Task prompt:
Copy the forum thread on in-laws from "It is 100% about" through "before you reconcile.", changing "counseling" to "therapy" everywhere it occurs.

Extracted text:

+++++

# In-laws as a reason not to reconcile??



## NotSoSureYet (Nov 10, 2011)

Has anyone here had their in-laws to be one of the top reasons to NOT reconciling? I have a huge issue w/ my MIL. Biggest being that my stbx would NEVER stick up for me towards her. He didn't want to "rock the boat" And that I was the one that had to confront her on things that she was doing that were not healthy for my family. I just need to know that I am not totally nuts for wanting to deal w/ a crazy woman for the rest of my life!!
Thanks for a GREAT forum!! It helps me so much to hear the ways that others have dealt w/ their marriage issues!


----------



## uphillbattle (Aug 17, 2011)

NotSoSureYet said:


> Has anyone here had their in-laws to be one of the top reasons to NOT reconciling? I have a huge issue w/ my MIL. Biggest being that my stbx would NEVER stick up for me towards her. He didn't want to "rock the boat" And that I was the one that had to confront her on things that she was doing that were not healthy for my family. I just need to know that I am not totally nuts for wanting to deal w/ a crazy woman for the rest of my life!!
> Thanks for a GREAT forum!! It helps me so much to hear the ways that others have dealt w/ their marriage issues!


ROFL, I assure you that you are not crazy (well atleast not because of this). My wife belongs to a forum for strictly dealing with in laws. You would probibly be the most sane of the bunch lol.

http://www.google.com/url?q=http://...UQFjAA&usg=AFQjCNHdsb_4-_K1GjFz3fEAWK9LK3f4Pg


----------



## Hicks (Jan 14, 2011)

That reason has nothing to do with your inlaws.
It is 100% about your husband.


----------



## Mindful Coach (Sep 15, 2011)

It is your husband and how he's responding to the situation. In-laws are one of the top three reasons people divorce if you don't include mental health or addiction reasons. With that, it's not so much about what the in-laws do or don't do, it's what the spouse does about it.

Tell him the only way you will reconcile is if he agrees to counseling with you to work through that, then do the counseling before you reconcile.


----------



## desert-rose (Aug 16, 2011)

Just to share from my own experience...Family issues are definitely getting in the way for me and my WH. WH cheated, became abusive, and violated my family's privacy big time. We were living with them short-term at the time. They kicked him out and then me because I refused to divorce him. I want to work things out with WH, but we're in a really bad situation. Because of the family problems, WH is blaming them and me and ignoring the fact that he cheated and was abusive, claiming that if we want to be together, I have to go to him on his home-turf. This is possibly dangerous for me and my family's opposition makes it harder for me to try to demand what I need out of my marriage. It's a boundary thing. Neither of us have good boundaries with our family and both are using me as the rope in a tug of war. His mom refuses to let him leave her house again because of the way he left after his cheating and abuse was uncovered. So...I understand. Sounds like you guys need to discuss boundaries.Think about how to set boundaries and see if that helps. Counseling is useful in discussing boundaries.

+++++

Data listing:
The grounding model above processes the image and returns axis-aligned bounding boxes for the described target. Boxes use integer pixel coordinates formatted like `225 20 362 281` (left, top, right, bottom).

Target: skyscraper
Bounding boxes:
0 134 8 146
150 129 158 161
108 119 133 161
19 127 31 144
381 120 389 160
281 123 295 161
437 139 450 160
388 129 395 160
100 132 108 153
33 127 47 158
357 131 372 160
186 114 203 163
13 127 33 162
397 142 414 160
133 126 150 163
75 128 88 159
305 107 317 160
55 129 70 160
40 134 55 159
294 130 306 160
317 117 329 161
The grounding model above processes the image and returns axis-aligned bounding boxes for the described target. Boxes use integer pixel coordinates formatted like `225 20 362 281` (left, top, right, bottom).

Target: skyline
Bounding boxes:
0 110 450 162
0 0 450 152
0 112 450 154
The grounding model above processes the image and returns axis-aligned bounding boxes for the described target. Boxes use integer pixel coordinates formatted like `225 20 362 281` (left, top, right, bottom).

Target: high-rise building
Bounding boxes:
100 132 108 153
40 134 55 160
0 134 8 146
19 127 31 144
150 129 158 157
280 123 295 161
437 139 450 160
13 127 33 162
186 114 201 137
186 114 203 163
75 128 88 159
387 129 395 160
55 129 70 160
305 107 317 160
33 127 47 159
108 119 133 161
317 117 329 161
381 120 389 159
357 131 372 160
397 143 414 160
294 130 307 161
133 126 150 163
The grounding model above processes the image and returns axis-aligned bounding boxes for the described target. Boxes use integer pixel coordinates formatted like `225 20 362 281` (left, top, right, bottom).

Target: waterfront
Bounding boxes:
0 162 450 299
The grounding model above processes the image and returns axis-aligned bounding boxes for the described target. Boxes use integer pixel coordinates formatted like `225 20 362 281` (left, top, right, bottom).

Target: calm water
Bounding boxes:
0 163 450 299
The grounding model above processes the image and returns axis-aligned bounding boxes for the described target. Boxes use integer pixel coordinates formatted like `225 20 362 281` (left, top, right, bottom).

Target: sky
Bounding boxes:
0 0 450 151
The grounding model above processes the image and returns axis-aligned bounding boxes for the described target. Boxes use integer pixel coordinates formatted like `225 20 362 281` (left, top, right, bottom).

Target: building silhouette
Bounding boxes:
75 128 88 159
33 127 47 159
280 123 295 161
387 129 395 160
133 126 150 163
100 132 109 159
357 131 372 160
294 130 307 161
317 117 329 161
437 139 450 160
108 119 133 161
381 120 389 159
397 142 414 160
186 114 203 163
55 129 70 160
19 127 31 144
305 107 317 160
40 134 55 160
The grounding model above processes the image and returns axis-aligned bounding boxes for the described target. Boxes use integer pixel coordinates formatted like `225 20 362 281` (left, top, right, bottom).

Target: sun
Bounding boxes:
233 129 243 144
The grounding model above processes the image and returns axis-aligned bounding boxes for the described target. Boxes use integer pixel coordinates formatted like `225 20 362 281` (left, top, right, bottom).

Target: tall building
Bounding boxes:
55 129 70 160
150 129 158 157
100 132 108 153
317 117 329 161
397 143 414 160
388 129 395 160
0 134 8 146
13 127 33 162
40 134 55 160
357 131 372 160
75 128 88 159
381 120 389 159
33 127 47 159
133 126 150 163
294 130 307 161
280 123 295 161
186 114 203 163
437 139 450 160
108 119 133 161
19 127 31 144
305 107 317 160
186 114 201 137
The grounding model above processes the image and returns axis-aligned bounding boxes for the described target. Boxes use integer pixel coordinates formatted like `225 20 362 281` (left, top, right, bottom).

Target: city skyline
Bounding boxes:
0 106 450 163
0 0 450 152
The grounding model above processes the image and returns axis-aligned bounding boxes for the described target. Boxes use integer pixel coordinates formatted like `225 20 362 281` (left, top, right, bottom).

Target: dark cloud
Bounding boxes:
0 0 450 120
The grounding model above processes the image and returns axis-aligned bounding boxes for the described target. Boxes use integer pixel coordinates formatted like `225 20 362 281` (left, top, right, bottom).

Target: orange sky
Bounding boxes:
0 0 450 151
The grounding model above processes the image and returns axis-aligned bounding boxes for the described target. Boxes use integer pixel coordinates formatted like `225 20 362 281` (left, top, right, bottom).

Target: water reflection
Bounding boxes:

+++++

Full output:
It is 100% about your husband.


----------



## Mindful Coach (Sep 15, 2011)

It is your husband and how he's responding to the situation. In-laws are one of the top three reasons people divorce if you don't include mental health or addiction reasons. With that, it's not so much about what the in-laws do or don't do, it's what the spouse does about it.

Tell him the only way you will reconcile is if he agrees to therapy with you to work through that, then do the therapy before you reconcile.